* **Your objective**:
Give back every line of the data below exactly.

* **Dataset excerpts**:

..........

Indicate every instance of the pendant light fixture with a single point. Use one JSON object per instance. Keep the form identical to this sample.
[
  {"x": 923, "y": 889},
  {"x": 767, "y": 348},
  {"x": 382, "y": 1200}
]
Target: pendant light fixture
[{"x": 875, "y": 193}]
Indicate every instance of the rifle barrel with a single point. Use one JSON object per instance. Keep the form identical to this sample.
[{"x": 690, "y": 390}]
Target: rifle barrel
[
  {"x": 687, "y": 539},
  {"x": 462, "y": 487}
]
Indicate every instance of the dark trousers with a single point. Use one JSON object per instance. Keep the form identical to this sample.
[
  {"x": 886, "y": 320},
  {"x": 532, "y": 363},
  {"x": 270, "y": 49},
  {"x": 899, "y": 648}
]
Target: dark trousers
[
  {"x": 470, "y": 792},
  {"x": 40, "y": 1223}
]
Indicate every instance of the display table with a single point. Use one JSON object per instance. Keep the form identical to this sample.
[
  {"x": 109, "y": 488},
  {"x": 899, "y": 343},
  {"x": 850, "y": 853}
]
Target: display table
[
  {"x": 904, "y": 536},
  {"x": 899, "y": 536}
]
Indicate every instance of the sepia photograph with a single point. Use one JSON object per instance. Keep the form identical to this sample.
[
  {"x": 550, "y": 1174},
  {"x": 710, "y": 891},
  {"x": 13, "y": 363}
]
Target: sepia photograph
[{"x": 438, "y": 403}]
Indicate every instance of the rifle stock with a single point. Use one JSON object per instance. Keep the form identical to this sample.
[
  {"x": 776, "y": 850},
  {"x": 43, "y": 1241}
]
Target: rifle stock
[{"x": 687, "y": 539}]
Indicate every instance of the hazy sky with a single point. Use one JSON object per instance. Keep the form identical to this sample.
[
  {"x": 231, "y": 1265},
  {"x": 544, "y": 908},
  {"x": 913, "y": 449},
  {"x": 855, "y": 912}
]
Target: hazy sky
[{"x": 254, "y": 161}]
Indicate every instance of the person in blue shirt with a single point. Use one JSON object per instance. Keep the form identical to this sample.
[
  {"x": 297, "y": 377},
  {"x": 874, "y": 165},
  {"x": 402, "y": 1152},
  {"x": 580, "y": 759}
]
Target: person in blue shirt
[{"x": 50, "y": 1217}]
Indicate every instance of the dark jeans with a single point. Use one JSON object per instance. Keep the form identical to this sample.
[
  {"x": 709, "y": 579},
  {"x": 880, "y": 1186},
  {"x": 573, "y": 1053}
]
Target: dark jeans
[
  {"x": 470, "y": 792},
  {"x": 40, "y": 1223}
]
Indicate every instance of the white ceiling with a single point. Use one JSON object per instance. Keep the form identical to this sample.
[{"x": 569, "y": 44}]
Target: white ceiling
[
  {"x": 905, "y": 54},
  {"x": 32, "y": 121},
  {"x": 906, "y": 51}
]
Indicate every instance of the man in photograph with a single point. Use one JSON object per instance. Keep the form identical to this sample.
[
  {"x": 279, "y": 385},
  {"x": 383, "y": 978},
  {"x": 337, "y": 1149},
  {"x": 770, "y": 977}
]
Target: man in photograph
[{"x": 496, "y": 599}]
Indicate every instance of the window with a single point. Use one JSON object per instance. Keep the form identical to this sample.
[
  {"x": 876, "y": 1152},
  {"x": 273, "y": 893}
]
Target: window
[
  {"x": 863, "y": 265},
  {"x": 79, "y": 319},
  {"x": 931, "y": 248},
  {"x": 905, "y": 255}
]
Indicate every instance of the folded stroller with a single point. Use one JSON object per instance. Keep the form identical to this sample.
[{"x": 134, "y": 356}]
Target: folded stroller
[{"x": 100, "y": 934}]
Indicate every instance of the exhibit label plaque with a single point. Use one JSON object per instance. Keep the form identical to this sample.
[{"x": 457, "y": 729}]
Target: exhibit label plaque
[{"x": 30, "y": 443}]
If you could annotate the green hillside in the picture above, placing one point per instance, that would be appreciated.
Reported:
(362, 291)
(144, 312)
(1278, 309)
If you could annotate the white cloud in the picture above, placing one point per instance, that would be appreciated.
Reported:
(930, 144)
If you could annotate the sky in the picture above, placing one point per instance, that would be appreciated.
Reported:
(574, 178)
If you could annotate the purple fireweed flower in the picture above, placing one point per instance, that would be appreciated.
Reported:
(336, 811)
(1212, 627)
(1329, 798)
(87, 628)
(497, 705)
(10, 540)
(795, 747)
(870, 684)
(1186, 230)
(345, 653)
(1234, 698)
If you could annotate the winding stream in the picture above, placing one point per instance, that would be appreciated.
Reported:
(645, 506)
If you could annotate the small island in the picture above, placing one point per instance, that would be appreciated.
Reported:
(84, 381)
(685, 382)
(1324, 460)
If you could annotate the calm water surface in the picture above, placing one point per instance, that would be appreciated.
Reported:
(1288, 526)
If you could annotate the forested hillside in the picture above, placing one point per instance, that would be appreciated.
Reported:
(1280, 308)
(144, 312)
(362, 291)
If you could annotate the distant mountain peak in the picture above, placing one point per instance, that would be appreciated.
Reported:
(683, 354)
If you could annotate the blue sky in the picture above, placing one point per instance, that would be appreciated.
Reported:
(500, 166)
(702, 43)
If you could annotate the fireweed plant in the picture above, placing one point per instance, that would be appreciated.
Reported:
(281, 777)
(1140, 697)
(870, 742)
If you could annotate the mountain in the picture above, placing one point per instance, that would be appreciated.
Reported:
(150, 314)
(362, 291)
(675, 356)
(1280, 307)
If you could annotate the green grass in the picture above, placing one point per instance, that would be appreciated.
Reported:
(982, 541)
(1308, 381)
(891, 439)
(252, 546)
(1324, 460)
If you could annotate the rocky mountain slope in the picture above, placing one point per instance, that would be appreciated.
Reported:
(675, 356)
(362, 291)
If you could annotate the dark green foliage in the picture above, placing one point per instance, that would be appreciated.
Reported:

..........

* **Task answer**:
Indicate every instance of the pendant light fixture with a single point. Use one JSON object per instance. Keep the form identical to this sample.
[
  {"x": 923, "y": 889},
  {"x": 767, "y": 348},
  {"x": 382, "y": 1200}
]
Target: pendant light fixture
[{"x": 875, "y": 193}]
Indicate every instance of the rifle barrel with a single point. Use one JSON object per instance. Keep the form identical to this sample.
[{"x": 690, "y": 390}]
Target: rifle barrel
[
  {"x": 687, "y": 539},
  {"x": 462, "y": 487}
]
Indicate every instance of the dark trousers with a single point. Use one JSON object per instance. Keep the form identical to this sample.
[
  {"x": 886, "y": 320},
  {"x": 532, "y": 363},
  {"x": 270, "y": 49},
  {"x": 899, "y": 648}
]
Target: dark trousers
[
  {"x": 470, "y": 792},
  {"x": 40, "y": 1223}
]
Indicate every instance of the display table with a single point. Use one JSON object per instance. Keep the form identical to this sample.
[
  {"x": 109, "y": 488},
  {"x": 899, "y": 343},
  {"x": 850, "y": 853}
]
Target: display table
[
  {"x": 904, "y": 536},
  {"x": 899, "y": 536}
]
Indicate every instance of the sepia photograph with a single point. Use one JSON object per instance. Keep the form identical to this sample.
[
  {"x": 550, "y": 1174},
  {"x": 710, "y": 891},
  {"x": 13, "y": 363}
]
Target: sepia photograph
[{"x": 438, "y": 403}]
Indicate every instance of the rifle stock with a single point. Use one JSON object per instance. Keep the form identical to this sample.
[
  {"x": 776, "y": 850},
  {"x": 43, "y": 1241}
]
Target: rifle stock
[{"x": 687, "y": 539}]
Indicate every instance of the hazy sky with a single point. Use one JSON object per instance. Keep the form identical to this sample.
[
  {"x": 231, "y": 1265},
  {"x": 544, "y": 908},
  {"x": 913, "y": 449},
  {"x": 855, "y": 912}
]
Target: hazy sky
[{"x": 254, "y": 161}]
Indicate every instance of the person in blue shirt with a single point. Use one JSON object per instance. Keep the form identical to this sample.
[
  {"x": 297, "y": 377},
  {"x": 874, "y": 165},
  {"x": 402, "y": 1152},
  {"x": 580, "y": 759}
]
Target: person in blue shirt
[{"x": 50, "y": 1217}]
Indicate every instance of the dark jeans with a single point. Use one JSON object per instance. Keep the form identical to this sample.
[
  {"x": 709, "y": 579},
  {"x": 880, "y": 1186},
  {"x": 573, "y": 1053}
]
Target: dark jeans
[
  {"x": 470, "y": 792},
  {"x": 40, "y": 1223}
]
Indicate every instance of the white ceiling with a single point. Use one JSON object per instance. Keep the form identical to this sample.
[{"x": 569, "y": 44}]
Target: white ceiling
[
  {"x": 905, "y": 54},
  {"x": 32, "y": 121},
  {"x": 906, "y": 51}
]
Indicate every instance of the man in photograph with a single point. Use one JSON object per instance. Keep the form identical to this sample.
[
  {"x": 279, "y": 385},
  {"x": 383, "y": 978},
  {"x": 337, "y": 1149},
  {"x": 770, "y": 977}
]
Target: man in photograph
[{"x": 496, "y": 599}]
Indicate every instance of the window with a single point. Use one JSON object per instance. Keep the form identical to this sample.
[
  {"x": 876, "y": 1152},
  {"x": 273, "y": 893}
]
Target: window
[
  {"x": 863, "y": 265},
  {"x": 79, "y": 319},
  {"x": 931, "y": 248},
  {"x": 905, "y": 255}
]
Indicate every instance of the folded stroller with a single point. Use one JSON object per instance. Keep the form identical to this sample.
[{"x": 134, "y": 356}]
Target: folded stroller
[{"x": 100, "y": 934}]
Indicate every instance of the exhibit label plaque with a single point. Use one JSON object per instance. Keep the form identical to this sample.
[{"x": 457, "y": 729}]
Target: exhibit label plaque
[{"x": 30, "y": 443}]
If you could annotate the green hillside in the picture above, placing one point per instance, that would be appreciated.
Reported:
(362, 291)
(144, 312)
(1278, 309)
If you could annotate the white cloud in the picture above, placing one point per instance, that would be appreciated.
Reported:
(930, 144)
If you could annotate the sky in the picture above, placing one point per instance, that would be appreciated.
Reported:
(574, 178)
If you could annotate the purple fireweed flower in the picture above, placing one point per instance, that would be appreciated.
Reported:
(336, 811)
(1212, 627)
(1329, 798)
(87, 628)
(497, 705)
(10, 540)
(795, 747)
(870, 684)
(1186, 230)
(345, 653)
(1234, 698)
If you could annotate the winding stream in the picture above, placing one point per instance, that would be appreciated.
Reported:
(645, 506)
If you could annotate the small island in the picture above, placing one point per instance, that would be appreciated.
Reported:
(84, 381)
(685, 382)
(1324, 460)
If you could annotate the calm water surface in the picture above, placing one point per instance, that would be appreciated.
Reported:
(1288, 526)
If you could annotate the forested hillside in the picture above, placing one point per instance, that would be appreciated.
Reported:
(1280, 308)
(144, 312)
(362, 291)
If you could annotate the distant mountain peak in the picture above, placing one point per instance, that would be appreciated.
Reported:
(683, 354)
If you could annotate the blue sky in the picture above, placing one point per instance, that would be appreciated.
Reported:
(500, 166)
(702, 43)
If you could annotate the fireweed plant in the picture above, placing one point per instance, that would be appreciated.
Reported:
(281, 777)
(1140, 697)
(870, 742)
If you could annotate the mountain in the picture above, placing one point per instance, that would be appreciated.
Reported:
(150, 314)
(362, 291)
(675, 356)
(1280, 307)
If you could annotate the green grass in the picture above, placing one point per instance, that would be appreciated.
Reported:
(982, 541)
(1308, 381)
(891, 439)
(252, 546)
(1324, 460)
If you could annotate the rocky mountain slope in the picture above, placing one point per instance, that would be appreciated.
Reported:
(675, 356)
(362, 291)
If you could annotate the dark green foliage in the picture above, placing one point per instance, that would be appreciated.
Reported:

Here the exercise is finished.